▶ _Goal_
In the article below on the first measurement of the speed of gravity, list every person named in the paragraphs from "The speed of gravity has been measured for the first time" to the end.

▶ _Selection_
# # # #
First speed of gravity measurement revealed

NewScientist.com ^ | 01/07/2003 | Ed Fomalont and Sergei Kopeikin

[forsnax5]

The speed of gravity has been measured for the first time. The landmark experiment shows that it travels at the speed of light, meaning that Einstein's general theory of relativity has passed another test with flying colours.

Ed Fomalont of the National Radio Astronomy Observatory in Charlottesville, Virginia, and Sergei Kopeikin of the University of Missouri in Columbia made the measurement, with the help of the planet Jupiter.

"We became the first two people to know the speed of gravity, one of the fundamental constants of nature," the scientists say, in an article in New Scientist print edition. One important consequence of the result is that it places constraints on theories of "brane worlds", which suggest the Universe has more spatial dimensions than the familiar three.

John Baez, a physicist from the University of California at Riverside, comments: "Einstein wins yet again." He adds that any other result would have come as a shock.

You can read Fomalont and Kopeikin's account of their unique experiment in an exclusive, full-length feature in the next issue of New Scientist print edition, on sale from 9 January.

Isaac Newton thought the influence of gravity was instantaneous, but Einstein assumed it travelled at the speed of light and built this into his 1915 general theory of relativity.

Light-speed gravity means that if the Sun suddenly disappeared from the centre of the Solar System, the Earth would remain in orbit for about 8.3 minutes - the time it takes light to travel from the Sun to the Earth. Then, suddenly feeling no gravity, Earth would shoot off into space in a straight line.

But the assumption of light-speed gravity has come under pressure from brane world theories, which suggest there are extra spatial dimensions rolled up very small. Gravity could take a short cut through these extra dimensions and so appear to travel faster than the speed of light - without violating the equations of general relativity.

But how can you measure the speed of gravity? One way would be to detect gravitational waves, little ripples in space-time that propagate out from accelerating masses. But no one has yet managed to do this.

Measuring the speed of gravity

Kopeikin found another way. He reworked the equations of general relativity to express the gravitational field of a moving body in terms of its mass, velocity and the speed of gravity. If you could measure the gravitational field of Jupiter, while knowing its mass and velocity, you could work out the speed of gravity.

The opportunity to do this arose in September 2002, when Jupiter passed in front of a quasar that emits bright radio waves. Fomalont and Kopeikin combined observations from a series of radio telescopes across the Earth to measure the apparent change in the quasar's position as the gravitational field of Jupiter bent the passing radio waves.
# # # #
▶ _Listed entries_
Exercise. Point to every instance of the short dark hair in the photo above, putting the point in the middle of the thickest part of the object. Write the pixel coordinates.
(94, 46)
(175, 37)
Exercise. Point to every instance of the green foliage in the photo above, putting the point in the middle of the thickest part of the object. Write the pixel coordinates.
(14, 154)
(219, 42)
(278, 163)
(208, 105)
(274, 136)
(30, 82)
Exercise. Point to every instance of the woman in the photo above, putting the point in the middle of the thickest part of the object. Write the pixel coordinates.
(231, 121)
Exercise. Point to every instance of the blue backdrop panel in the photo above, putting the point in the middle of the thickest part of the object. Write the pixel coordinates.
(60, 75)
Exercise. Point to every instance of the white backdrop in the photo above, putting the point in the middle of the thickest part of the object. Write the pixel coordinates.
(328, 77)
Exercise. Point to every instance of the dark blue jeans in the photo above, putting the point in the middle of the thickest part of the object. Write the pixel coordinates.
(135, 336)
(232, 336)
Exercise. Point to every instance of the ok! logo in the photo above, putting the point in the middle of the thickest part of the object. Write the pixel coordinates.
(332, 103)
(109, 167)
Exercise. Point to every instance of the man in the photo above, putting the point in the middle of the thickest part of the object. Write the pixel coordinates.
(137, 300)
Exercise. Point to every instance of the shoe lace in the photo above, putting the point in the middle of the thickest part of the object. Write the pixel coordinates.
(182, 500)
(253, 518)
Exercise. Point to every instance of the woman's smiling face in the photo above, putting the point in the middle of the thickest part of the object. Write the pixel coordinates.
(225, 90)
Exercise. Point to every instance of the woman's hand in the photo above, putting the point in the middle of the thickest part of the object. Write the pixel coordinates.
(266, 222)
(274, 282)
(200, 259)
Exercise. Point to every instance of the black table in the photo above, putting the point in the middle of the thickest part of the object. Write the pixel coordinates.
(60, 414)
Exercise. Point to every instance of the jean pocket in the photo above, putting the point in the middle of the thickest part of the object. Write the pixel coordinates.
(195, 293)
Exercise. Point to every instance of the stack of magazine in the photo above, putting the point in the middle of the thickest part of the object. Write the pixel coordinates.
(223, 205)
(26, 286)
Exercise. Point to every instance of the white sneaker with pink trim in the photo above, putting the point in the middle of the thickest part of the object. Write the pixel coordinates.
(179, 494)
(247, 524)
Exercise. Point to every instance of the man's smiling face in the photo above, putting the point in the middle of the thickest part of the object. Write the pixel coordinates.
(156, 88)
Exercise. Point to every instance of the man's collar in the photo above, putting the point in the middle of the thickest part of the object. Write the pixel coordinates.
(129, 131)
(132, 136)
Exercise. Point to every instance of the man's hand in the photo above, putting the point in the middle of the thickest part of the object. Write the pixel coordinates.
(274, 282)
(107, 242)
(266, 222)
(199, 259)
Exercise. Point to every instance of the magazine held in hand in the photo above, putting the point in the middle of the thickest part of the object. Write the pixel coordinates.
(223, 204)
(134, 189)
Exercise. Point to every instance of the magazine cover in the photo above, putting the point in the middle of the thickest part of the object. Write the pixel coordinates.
# # # #
▶ _Result of this exercise_
Ed Fomalont
Sergei Kopeikin
John Baez
Isaac Newton
Einstein